* _Direction_
Copy every item below line for line, without changing anything.

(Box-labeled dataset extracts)
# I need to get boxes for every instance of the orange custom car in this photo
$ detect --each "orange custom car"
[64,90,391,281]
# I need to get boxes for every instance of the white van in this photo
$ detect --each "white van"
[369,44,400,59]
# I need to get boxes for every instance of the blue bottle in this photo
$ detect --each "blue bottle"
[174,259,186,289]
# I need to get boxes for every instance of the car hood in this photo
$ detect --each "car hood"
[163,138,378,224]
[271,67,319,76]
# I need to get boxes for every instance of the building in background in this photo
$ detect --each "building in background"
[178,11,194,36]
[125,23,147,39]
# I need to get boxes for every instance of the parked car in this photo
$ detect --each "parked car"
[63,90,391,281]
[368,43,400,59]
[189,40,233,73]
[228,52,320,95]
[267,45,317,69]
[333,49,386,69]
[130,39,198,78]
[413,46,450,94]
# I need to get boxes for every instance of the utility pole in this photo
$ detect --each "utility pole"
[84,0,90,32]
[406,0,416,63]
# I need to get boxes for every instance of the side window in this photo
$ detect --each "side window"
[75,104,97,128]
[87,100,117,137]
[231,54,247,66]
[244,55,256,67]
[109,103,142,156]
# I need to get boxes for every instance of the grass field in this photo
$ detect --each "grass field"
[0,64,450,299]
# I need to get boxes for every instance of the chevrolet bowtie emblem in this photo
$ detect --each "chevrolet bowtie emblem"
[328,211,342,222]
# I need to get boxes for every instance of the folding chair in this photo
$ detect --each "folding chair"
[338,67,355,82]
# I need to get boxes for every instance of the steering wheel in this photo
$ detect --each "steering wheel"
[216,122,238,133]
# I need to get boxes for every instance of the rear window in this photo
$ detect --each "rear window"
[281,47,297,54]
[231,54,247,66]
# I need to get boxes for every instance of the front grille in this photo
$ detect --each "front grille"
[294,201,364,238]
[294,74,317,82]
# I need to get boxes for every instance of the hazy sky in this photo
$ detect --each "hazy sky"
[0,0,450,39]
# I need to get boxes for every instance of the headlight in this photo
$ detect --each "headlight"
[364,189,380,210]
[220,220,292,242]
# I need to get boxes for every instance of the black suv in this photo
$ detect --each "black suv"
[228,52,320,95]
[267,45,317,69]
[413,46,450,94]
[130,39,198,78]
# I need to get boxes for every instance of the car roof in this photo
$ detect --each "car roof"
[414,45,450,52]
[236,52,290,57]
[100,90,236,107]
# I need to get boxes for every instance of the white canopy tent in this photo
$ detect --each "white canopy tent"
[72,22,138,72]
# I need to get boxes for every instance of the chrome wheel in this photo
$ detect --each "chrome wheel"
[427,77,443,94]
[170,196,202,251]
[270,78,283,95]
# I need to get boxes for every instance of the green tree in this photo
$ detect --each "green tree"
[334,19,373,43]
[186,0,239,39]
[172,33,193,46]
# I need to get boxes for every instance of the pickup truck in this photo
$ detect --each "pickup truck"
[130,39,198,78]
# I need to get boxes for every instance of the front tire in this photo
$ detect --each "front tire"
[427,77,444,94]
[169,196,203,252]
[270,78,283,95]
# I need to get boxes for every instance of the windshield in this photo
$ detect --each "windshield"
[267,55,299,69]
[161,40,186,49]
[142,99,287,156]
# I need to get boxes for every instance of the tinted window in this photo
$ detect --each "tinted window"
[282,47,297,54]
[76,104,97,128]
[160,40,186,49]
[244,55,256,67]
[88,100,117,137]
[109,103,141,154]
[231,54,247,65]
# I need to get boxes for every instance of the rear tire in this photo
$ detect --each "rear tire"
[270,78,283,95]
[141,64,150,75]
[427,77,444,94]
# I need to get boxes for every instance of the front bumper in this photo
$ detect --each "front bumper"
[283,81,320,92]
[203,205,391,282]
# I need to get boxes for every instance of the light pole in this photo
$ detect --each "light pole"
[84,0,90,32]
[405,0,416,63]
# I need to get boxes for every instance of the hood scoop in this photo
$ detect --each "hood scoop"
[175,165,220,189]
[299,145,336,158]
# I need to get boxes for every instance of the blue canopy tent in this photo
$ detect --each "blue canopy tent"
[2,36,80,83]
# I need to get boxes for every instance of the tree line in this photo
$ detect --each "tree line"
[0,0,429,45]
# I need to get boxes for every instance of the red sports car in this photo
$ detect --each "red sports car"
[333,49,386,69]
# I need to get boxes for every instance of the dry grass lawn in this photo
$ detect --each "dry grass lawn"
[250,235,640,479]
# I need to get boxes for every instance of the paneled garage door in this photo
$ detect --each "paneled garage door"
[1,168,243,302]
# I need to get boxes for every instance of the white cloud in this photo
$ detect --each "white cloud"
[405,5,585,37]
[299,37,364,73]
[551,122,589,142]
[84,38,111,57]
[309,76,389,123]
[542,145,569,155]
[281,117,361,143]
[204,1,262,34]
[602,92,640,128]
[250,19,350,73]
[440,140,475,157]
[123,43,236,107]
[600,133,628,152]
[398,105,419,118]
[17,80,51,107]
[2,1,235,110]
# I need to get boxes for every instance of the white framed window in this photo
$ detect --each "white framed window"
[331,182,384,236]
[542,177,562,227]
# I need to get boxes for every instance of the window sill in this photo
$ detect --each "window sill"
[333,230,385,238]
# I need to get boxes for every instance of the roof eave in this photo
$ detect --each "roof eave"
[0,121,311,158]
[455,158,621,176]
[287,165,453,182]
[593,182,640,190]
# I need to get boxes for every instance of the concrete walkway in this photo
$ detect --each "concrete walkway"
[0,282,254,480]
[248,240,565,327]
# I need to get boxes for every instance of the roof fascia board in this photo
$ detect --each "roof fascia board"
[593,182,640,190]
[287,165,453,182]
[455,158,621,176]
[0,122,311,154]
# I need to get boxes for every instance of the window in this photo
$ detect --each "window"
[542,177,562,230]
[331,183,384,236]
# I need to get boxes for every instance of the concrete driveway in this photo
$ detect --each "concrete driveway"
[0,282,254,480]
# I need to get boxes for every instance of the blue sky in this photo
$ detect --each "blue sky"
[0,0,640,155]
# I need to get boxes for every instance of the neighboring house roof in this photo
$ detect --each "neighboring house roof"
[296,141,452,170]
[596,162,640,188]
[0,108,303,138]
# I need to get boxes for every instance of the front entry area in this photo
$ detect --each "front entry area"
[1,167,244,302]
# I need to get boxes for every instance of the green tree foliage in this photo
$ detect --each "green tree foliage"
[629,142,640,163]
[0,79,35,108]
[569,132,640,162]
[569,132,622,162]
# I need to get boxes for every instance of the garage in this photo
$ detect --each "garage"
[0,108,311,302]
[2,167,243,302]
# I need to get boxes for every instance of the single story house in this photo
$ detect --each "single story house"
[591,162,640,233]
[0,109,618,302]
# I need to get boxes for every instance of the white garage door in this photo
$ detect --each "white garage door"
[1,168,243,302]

* _Response below_
# I need to get boxes for every instance of the orange custom car in this photo
$ detect --each "orange custom car"
[64,90,391,281]
# I need to get boxes for every instance of the white van in this photo
$ detect --each "white van"
[369,44,400,59]
# I need to get boxes for every instance of the blue bottle in this photo
$ detect --each "blue bottle"
[174,259,186,289]
# I need to get boxes for every instance of the car hood in this photo
$ detect --each "car hood"
[163,138,378,224]
[271,67,319,76]
# I need to get boxes for every instance of the building in background in this photo
$ detect --each "building in background"
[178,11,194,36]
[125,23,147,39]
# I need to get boxes for every instance of the parked car in this photo
$ detect --each "parked car"
[63,90,391,281]
[368,43,400,59]
[189,40,233,73]
[228,52,320,95]
[267,45,317,69]
[333,49,386,69]
[130,39,198,78]
[413,46,450,94]
# I need to get boxes for every instance of the utility pole in this photo
$ detect --each "utility pole"
[84,0,90,32]
[406,0,416,63]
# I need to get boxes for every instance of the side window in this photo
$ detect --each "side window"
[75,104,97,128]
[87,100,117,137]
[231,54,247,66]
[244,55,256,67]
[109,103,142,156]
# I need to get boxes for every instance of the grass field in this photo
$ detect --each "grass field"
[0,64,450,299]
# I need to get boxes for every instance of the chevrolet bowtie emblem in this photo
$ detect --each "chevrolet bowtie emblem"
[328,211,342,222]
# I need to get boxes for every instance of the folding chair in this photo
$ detect --each "folding chair"
[338,67,355,82]
# I need to get boxes for every instance of the steering wheel in this photo
$ detect --each "steering wheel"
[216,122,238,133]
# I need to get boxes for every instance of the rear window in this photo
$ detect --each "rear window"
[281,47,297,54]
[231,54,247,66]
# I need to get boxes for every instance of the front grille in this photo
$ detect --each "front grille"
[294,201,364,238]
[294,74,317,82]
# I need to get boxes for every instance of the hazy sky in this photo
$ detect --each "hazy sky"
[0,0,450,39]
# I need to get boxes for every instance of the headlight in this photo
$ detect --each "headlight"
[364,189,380,210]
[220,220,292,242]
# I need to get boxes for every instance of the black suv in this photo
$ detect --each "black suv"
[228,52,320,95]
[267,45,317,69]
[413,46,450,94]
[130,39,198,78]
# I need to get boxes for every instance of the car roof in this photo
$ detect --each "car roof"
[414,45,450,52]
[236,52,290,57]
[100,90,236,107]
# I need to get boxes for every instance of the white canopy tent in this photo
$ detect --each "white canopy tent"
[72,22,138,72]
# I need to get boxes for every instance of the chrome wheel in this photo
$ detect --each "chrome wheel"
[427,77,443,94]
[170,196,202,251]
[270,78,283,95]
# I need to get boxes for every instance of the green tree in this photo
$ detect --each "green tree"
[334,19,373,43]
[186,0,239,39]
[172,33,193,46]
# I need to get boxes for every instance of the pickup truck in this photo
$ detect --each "pickup truck"
[130,39,198,78]
# I need to get boxes for every instance of the front tire in this photo
$ detect --each "front tire"
[427,77,444,94]
[169,196,203,252]
[270,78,283,95]
# I need to get boxes for every instance of the windshield in this photo
$ detect --each "windshield"
[267,55,299,69]
[161,40,186,49]
[142,99,287,156]
# I need to get boxes for every instance of the tinted window in this photo
$ detect --each "tinted window"
[282,47,297,54]
[76,104,97,128]
[160,40,186,49]
[244,55,256,67]
[88,100,117,137]
[109,103,141,154]
[231,54,247,65]
# I need to get boxes for every instance of the rear tire in this photo
$ detect --each "rear tire"
[270,78,283,95]
[141,64,150,75]
[427,77,444,94]
# I need to get boxes for every instance of the front bumper in this photo
$ detect --each "front bumper"
[283,81,320,92]
[203,205,391,282]
# I need to get boxes for every instance of the light pole in this photo
$ detect --each "light pole"
[84,0,90,32]
[405,0,416,63]
# I need to get boxes for every instance of the hood scoop in this photo
$ detect --each "hood scoop"
[175,165,220,189]
[299,145,336,158]
# I need to get boxes for every instance of the blue canopy tent in this photo
$ detect --each "blue canopy tent"
[2,36,80,83]
# I need to get boxes for every instance of the tree line in this photo
$ detect --each "tree line"
[0,0,429,45]
# I need to get boxes for every instance of the red sports car in this photo
$ detect --each "red sports car"
[333,49,386,69]
# I need to get boxes for every instance of the dry grass lawn in this photo
$ detect --each "dry grass lawn"
[250,235,640,479]
# I need to get boxes for every instance of the paneled garage door in this photo
$ detect --each "paneled garage door"
[1,168,243,302]
# I need to get boxes for every instance of the white cloud in this photo
$ detect --each "white cloud"
[405,5,585,37]
[299,37,364,73]
[551,122,589,142]
[84,38,111,57]
[309,76,389,123]
[542,145,569,155]
[281,117,361,143]
[204,1,262,34]
[602,92,640,128]
[250,19,350,73]
[440,140,475,157]
[123,43,236,107]
[600,133,628,152]
[398,105,419,118]
[17,80,51,107]
[2,1,235,110]
# I need to get boxes for every instance of the white framed window in this photo
$ detect --each "white framed window"
[331,182,384,236]
[542,177,562,227]
# I need to get boxes for every instance of the window sill in this photo
$ detect --each "window sill"
[333,230,385,238]
# I need to get boxes for every instance of the roof eave in this photo
$ detect --each "roof eave"
[0,121,311,158]
[455,158,621,176]
[287,165,453,182]
[593,182,640,190]
# I need to get boxes for every instance of the concrete walkway in this photo
$ detect --each "concrete walkway"
[0,282,254,480]
[248,240,565,327]
# I need to get boxes for every instance of the roof fascia board in this photo
$ detect --each "roof fascia board"
[593,182,640,190]
[287,165,453,182]
[455,158,621,176]
[0,122,311,154]
# I need to get boxes for every instance of the window in this photo
$ detect --each "window"
[542,177,562,230]
[331,183,384,236]
# I need to get boxes for every instance of the concrete driveway in this photo
$ detect --each "concrete driveway"
[0,282,254,480]
# I need to get boxes for every instance of the blue sky in this photo
$ detect --each "blue sky"
[0,0,640,155]
# I need to get boxes for every instance of the neighboring house roof in this photo
$ detect --each "neighboring house roof"
[296,141,452,170]
[596,162,640,188]
[0,108,303,138]
# I need to get boxes for every instance of the front entry area in this photo
$ detect --each "front entry area"
[1,167,244,302]
# I need to get boxes for every instance of the green tree foliage in this photo
$ detect --each "green tree foliage"
[629,142,640,163]
[0,79,35,108]
[569,132,640,162]
[569,132,622,162]
# I need to get boxes for every instance of the garage in this photo
$ detect --each "garage"
[0,108,311,302]
[2,167,243,302]
# I need to get boxes for every instance of the single story house in this photo
$ detect --each "single story house"
[591,162,640,233]
[0,109,618,302]
# I need to get boxes for every instance of the white garage door in this photo
$ detect --each "white garage door"
[1,168,243,302]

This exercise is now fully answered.